*EXCERPTED DATA*.
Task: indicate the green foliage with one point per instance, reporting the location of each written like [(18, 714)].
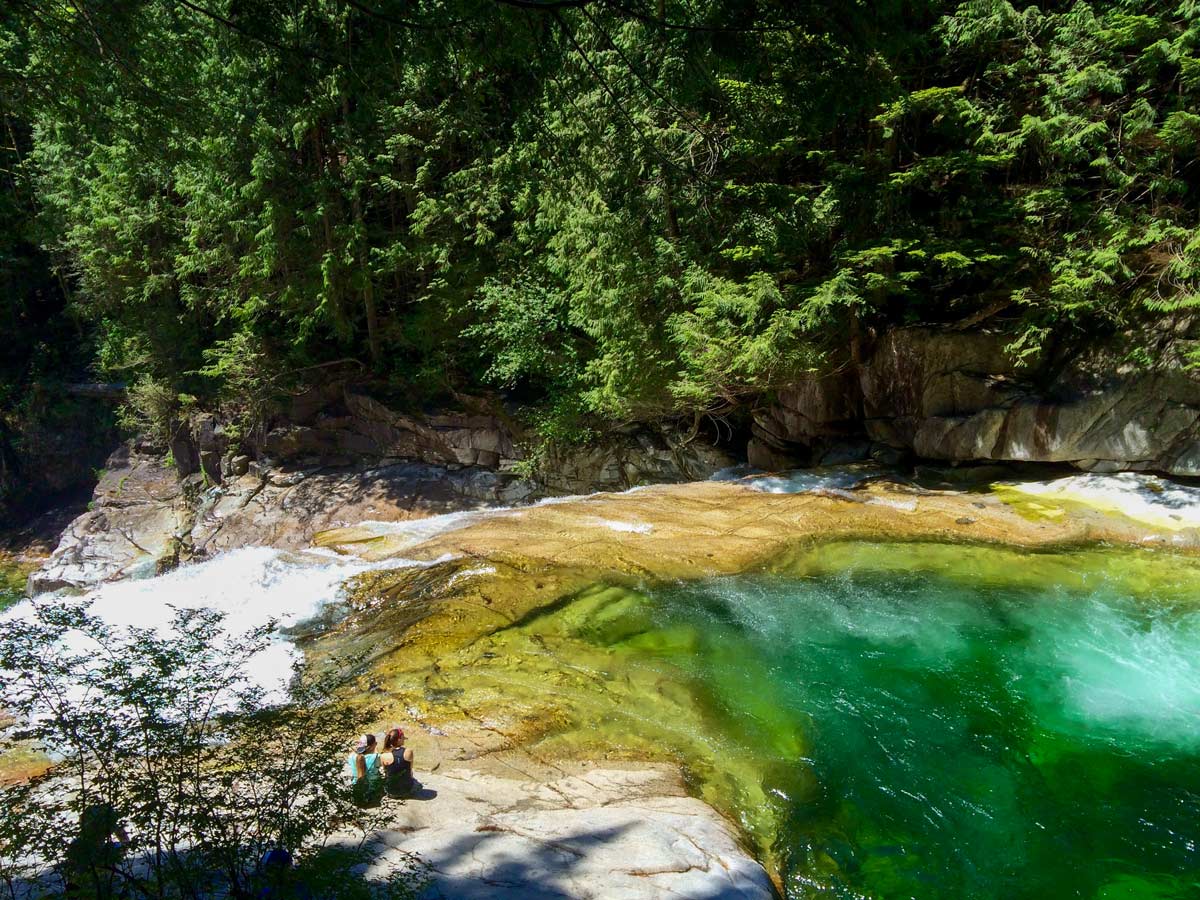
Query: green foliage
[(588, 210), (205, 772)]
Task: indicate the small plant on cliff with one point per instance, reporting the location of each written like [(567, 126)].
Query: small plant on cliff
[(205, 772), (151, 409)]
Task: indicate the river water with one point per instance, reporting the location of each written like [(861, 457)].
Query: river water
[(906, 719), (883, 719)]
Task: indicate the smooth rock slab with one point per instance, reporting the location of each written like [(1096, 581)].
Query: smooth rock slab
[(600, 833)]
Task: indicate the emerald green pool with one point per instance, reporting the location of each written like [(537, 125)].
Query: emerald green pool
[(917, 720)]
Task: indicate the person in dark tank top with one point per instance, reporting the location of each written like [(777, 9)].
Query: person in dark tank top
[(397, 765)]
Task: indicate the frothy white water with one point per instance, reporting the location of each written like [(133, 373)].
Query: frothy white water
[(1113, 670), (1149, 499), (835, 478), (249, 587)]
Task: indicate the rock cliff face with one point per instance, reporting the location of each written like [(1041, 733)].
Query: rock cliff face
[(958, 396), (340, 459)]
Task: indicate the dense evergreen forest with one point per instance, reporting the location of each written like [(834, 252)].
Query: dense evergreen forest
[(612, 210)]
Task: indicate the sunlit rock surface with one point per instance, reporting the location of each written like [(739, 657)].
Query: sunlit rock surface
[(591, 833)]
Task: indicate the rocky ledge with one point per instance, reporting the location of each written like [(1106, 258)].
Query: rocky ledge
[(587, 833), (963, 396)]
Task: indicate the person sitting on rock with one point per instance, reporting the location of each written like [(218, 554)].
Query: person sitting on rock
[(397, 765), (363, 772)]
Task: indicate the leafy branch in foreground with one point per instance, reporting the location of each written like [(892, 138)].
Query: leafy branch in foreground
[(166, 733)]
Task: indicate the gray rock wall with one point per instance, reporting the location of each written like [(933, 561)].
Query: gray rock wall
[(961, 397)]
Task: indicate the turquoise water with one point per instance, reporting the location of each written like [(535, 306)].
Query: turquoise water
[(921, 732)]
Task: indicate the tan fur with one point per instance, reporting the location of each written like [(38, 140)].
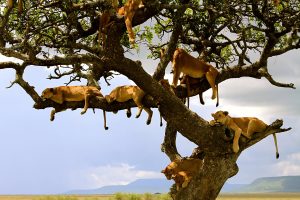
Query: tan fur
[(166, 85), (10, 4), (184, 63), (71, 93), (189, 165), (130, 7), (246, 126), (182, 179), (20, 6), (125, 93)]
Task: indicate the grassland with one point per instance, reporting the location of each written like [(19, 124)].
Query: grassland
[(119, 196)]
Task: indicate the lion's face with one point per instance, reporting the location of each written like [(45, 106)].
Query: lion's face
[(179, 177), (220, 116), (47, 93)]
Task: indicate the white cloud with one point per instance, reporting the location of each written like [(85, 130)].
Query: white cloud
[(290, 166), (119, 174)]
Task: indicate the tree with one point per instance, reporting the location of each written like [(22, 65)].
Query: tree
[(64, 35)]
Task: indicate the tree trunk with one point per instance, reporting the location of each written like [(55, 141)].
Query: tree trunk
[(206, 185)]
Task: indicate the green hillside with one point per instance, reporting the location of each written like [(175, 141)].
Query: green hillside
[(273, 184)]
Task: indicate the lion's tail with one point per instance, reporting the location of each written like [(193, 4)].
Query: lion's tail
[(276, 145)]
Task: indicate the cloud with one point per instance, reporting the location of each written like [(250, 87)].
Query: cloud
[(288, 167), (118, 174)]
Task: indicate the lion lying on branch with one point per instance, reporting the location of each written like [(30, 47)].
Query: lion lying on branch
[(72, 93), (246, 126)]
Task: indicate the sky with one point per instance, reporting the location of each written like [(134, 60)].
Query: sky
[(38, 156)]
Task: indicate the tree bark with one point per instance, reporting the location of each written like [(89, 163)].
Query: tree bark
[(207, 184)]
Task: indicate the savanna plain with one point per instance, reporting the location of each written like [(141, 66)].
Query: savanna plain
[(121, 196)]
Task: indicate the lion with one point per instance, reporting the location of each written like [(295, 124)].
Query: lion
[(72, 93), (189, 165), (246, 126), (184, 63), (127, 92), (182, 179), (130, 7)]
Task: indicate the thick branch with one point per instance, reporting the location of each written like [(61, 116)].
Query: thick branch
[(169, 144)]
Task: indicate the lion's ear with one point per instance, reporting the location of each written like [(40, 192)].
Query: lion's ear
[(53, 90)]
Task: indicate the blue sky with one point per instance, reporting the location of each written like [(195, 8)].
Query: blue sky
[(75, 152)]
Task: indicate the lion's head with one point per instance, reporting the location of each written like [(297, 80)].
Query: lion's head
[(220, 116), (169, 170), (47, 93)]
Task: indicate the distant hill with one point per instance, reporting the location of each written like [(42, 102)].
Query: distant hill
[(273, 184), (260, 185), (138, 186)]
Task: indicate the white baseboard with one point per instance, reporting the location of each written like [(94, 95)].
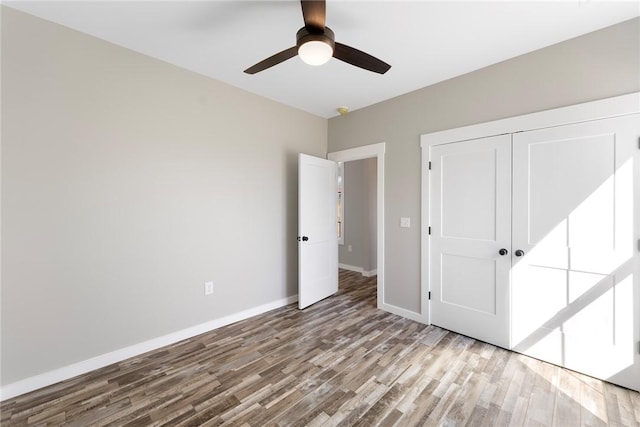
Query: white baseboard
[(358, 270), (350, 267), (411, 315), (48, 378)]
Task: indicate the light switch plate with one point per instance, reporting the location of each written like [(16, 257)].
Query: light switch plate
[(208, 288)]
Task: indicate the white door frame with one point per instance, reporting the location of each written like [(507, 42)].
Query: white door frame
[(367, 152), (609, 107)]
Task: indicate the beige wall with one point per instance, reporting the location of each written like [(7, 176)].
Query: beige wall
[(597, 65), (126, 184)]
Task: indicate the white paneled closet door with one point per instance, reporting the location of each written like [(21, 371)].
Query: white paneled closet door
[(575, 286), (470, 238)]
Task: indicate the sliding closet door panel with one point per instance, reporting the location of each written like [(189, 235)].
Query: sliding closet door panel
[(470, 220), (574, 294)]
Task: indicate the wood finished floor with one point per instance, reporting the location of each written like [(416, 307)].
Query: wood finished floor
[(339, 362)]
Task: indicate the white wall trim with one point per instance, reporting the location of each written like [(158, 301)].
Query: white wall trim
[(601, 109), (358, 270), (48, 378), (351, 268), (594, 110), (370, 273), (367, 152), (411, 315)]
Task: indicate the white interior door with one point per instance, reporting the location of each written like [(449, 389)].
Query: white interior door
[(470, 222), (575, 292), (317, 235)]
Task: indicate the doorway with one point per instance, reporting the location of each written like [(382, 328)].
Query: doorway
[(375, 152)]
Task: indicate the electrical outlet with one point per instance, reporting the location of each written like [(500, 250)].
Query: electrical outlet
[(208, 288)]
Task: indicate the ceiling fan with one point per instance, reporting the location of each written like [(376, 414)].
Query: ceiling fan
[(315, 44)]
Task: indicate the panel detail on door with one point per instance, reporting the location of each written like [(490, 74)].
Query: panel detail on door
[(470, 219), (469, 180), (469, 282)]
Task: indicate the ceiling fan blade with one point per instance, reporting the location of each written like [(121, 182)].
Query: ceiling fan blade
[(314, 13), (273, 60), (359, 58)]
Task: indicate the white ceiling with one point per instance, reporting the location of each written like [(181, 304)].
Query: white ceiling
[(424, 41)]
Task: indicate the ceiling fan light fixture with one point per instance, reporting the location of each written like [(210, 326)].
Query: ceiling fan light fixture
[(315, 52)]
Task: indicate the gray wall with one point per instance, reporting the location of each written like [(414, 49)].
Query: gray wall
[(128, 182), (598, 65), (359, 215)]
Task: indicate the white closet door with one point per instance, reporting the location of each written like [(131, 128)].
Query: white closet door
[(470, 221), (575, 292)]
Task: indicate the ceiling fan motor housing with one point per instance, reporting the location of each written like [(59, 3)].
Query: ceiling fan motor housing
[(304, 35)]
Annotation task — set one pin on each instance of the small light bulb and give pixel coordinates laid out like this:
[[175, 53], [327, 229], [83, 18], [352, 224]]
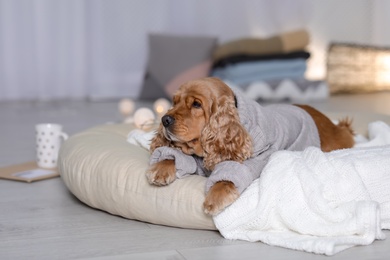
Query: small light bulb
[[161, 106], [126, 106]]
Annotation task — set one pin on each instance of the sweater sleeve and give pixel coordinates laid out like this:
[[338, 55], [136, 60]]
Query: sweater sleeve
[[241, 174], [185, 164]]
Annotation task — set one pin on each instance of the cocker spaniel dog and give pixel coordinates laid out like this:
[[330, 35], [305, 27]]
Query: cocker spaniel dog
[[216, 132]]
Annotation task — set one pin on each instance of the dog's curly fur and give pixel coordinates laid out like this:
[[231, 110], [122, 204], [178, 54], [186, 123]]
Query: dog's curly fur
[[204, 121]]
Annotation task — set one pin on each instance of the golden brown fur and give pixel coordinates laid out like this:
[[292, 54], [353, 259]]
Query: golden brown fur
[[204, 122]]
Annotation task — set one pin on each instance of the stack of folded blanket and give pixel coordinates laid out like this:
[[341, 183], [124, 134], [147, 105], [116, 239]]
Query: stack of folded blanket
[[271, 68]]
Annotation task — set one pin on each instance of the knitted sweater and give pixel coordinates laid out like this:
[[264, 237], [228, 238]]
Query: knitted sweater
[[272, 128]]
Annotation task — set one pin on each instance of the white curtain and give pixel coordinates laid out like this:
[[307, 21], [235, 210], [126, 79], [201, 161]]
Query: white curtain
[[59, 49]]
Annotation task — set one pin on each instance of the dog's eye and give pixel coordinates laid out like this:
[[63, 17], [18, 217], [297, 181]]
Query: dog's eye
[[194, 141], [196, 104]]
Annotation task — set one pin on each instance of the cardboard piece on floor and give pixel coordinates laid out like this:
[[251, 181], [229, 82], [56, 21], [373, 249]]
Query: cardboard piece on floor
[[27, 172]]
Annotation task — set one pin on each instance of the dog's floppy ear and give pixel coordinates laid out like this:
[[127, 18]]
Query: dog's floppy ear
[[159, 139], [224, 138]]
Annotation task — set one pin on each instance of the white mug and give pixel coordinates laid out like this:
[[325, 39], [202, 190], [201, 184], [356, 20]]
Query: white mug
[[49, 138]]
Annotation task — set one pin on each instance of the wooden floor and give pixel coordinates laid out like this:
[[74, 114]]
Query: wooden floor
[[43, 220]]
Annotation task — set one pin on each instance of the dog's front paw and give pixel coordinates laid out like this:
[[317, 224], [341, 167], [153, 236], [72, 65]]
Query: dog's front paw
[[220, 195], [162, 173]]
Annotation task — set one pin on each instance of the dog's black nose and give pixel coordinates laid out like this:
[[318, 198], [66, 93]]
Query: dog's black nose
[[167, 120]]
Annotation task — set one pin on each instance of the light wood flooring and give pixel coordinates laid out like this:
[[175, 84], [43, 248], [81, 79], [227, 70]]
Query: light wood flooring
[[43, 220]]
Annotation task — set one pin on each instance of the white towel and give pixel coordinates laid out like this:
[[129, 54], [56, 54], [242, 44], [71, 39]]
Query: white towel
[[317, 202], [140, 138]]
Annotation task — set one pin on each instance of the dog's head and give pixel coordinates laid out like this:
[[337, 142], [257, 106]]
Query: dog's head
[[204, 121]]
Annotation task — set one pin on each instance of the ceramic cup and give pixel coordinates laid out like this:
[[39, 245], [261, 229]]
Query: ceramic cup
[[49, 138]]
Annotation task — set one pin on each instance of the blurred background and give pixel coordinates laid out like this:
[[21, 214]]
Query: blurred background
[[98, 49]]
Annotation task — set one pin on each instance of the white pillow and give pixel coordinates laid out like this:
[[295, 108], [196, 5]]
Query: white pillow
[[106, 172]]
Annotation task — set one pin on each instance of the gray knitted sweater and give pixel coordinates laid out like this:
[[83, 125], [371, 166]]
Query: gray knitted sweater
[[272, 128]]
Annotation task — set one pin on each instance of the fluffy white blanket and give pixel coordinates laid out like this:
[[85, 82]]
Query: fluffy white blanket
[[317, 202]]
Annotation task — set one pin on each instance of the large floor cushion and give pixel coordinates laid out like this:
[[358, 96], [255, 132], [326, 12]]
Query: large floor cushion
[[106, 172]]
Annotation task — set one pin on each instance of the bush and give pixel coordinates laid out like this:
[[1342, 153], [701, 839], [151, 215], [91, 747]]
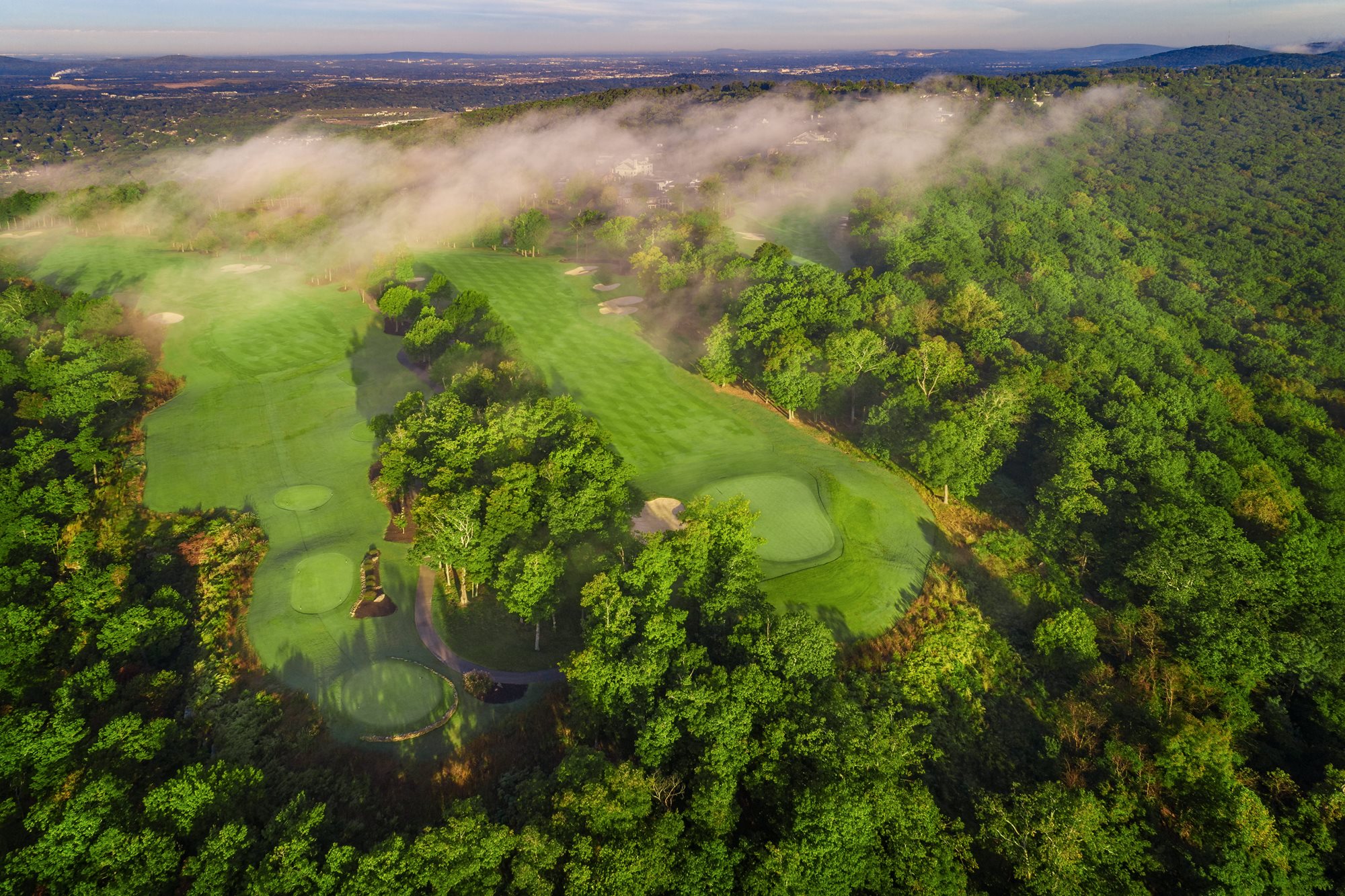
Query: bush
[[478, 684]]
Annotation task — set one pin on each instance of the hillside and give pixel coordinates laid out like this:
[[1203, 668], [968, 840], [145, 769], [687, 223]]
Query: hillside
[[1297, 61]]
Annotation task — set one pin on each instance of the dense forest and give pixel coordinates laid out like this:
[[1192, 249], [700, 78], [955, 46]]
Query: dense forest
[[1116, 365]]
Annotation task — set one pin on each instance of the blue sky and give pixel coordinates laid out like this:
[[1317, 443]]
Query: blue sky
[[576, 26]]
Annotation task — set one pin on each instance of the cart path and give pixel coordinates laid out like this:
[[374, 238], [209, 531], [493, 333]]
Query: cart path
[[432, 641]]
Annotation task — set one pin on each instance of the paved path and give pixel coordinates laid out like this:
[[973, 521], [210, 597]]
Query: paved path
[[432, 641]]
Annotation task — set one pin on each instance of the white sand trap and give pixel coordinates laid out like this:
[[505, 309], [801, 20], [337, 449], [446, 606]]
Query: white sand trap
[[660, 514], [623, 306]]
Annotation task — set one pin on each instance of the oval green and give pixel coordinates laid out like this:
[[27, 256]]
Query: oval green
[[301, 498], [322, 583]]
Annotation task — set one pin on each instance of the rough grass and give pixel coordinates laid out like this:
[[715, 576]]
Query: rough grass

*TASK TO CARRY OUT*. After locating the line holding "Query: golden brown fur" above, output exactly that line and every line after it through the line holding "[[63, 17], [18, 217], [297, 181]]". Include nothing else.

*EXPECTED OUTPUT*.
Query: golden brown fur
[[204, 122]]
Annotation task — set one pin on each instance of the stack of folded blanket and give pixel coordinates laid out like this:
[[341, 183], [124, 134], [147, 105], [116, 239]]
Query: stack of folded blanket
[[271, 68]]
Annotation task — set one pin on each instance of the knitted sweater and give pixel coordinates laid out like this:
[[264, 237], [228, 238]]
Query: knitted sweater
[[272, 128]]
Annotation task — set one pin on each instance of the white curtain and give pixel coordinates laid out like this:
[[307, 21], [235, 210], [126, 79], [201, 161]]
Query: white curtain
[[59, 49]]
Annotation task — set one pin on each instance of the dog's eye and give pixel coordinates laid out like this:
[[63, 17], [18, 217], [297, 181]]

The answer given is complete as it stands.